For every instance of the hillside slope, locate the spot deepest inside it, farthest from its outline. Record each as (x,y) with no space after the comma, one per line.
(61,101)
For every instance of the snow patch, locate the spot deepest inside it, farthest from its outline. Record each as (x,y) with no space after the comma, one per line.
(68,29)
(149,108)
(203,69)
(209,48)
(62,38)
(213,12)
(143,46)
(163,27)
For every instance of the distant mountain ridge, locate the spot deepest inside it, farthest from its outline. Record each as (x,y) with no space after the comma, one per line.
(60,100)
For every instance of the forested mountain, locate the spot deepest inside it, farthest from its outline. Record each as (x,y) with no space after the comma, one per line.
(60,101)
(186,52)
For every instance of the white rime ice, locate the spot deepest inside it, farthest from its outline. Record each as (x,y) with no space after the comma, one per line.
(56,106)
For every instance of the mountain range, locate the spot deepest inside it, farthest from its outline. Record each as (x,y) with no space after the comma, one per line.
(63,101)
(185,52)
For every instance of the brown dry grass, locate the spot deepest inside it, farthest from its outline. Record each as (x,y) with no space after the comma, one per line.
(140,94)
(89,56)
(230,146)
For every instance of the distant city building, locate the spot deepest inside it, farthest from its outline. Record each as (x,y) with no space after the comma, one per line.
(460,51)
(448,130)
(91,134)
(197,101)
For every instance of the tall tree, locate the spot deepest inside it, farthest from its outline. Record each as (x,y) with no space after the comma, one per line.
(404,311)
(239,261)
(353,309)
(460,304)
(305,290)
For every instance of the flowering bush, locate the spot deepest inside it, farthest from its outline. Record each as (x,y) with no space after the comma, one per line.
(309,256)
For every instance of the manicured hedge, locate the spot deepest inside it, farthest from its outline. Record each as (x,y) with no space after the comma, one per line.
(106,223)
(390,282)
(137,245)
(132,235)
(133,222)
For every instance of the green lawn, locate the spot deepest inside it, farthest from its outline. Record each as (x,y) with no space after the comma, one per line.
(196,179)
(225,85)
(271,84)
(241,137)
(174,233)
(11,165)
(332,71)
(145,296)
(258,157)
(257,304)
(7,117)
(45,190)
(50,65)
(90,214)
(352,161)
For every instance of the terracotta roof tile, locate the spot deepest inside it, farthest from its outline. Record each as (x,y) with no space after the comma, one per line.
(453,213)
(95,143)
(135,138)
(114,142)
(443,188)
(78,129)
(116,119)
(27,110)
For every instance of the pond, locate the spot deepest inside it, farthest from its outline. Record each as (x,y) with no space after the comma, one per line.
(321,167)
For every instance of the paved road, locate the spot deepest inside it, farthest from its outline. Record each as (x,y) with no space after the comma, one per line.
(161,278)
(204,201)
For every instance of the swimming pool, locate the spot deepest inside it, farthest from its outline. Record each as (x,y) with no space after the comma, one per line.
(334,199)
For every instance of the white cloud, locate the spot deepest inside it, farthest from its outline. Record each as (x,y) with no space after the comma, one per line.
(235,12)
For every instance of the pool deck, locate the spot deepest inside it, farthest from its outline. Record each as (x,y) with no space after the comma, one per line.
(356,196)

◇ ◇ ◇

TASK GOAL |
When you reach the line that contains "For every instance of the terracotta" in the material above, please copy it and every line after it exactly, stopping only at the last line.

WRITTEN RESPONSE |
For every instance of the terracotta roof tile, locate the spot deepest inside it, farthest from its outline. Record each as (x,y) with no space after the comma, one per line.
(453,213)
(95,143)
(135,138)
(114,142)
(443,188)
(78,129)
(116,119)
(27,110)
For every instance of the pond, locate the spot deepest inside it, farthest from its outline. Record each as (x,y) with no space after the comma, one per line.
(321,167)
For every instance of the paved road, locate the spot deepest inside it, farthest from its outline. Record each as (x,y) with no space after the comma, one per line.
(161,278)
(204,201)
For every instance of the swimming pool, locate the spot deepest inside it, farthest from its outline. Record each as (x,y) with no space after the comma, one per line.
(334,199)
For every instance of the white cloud, locate the spot deepest inside it, farthest from its outline. Record each as (x,y) with no space after the comma, one per line.
(235,12)
For every instance of the pool deck, locate the spot deepest inside it, farthest from its outline. Record each as (x,y) with no space after the comma, one per line.
(356,196)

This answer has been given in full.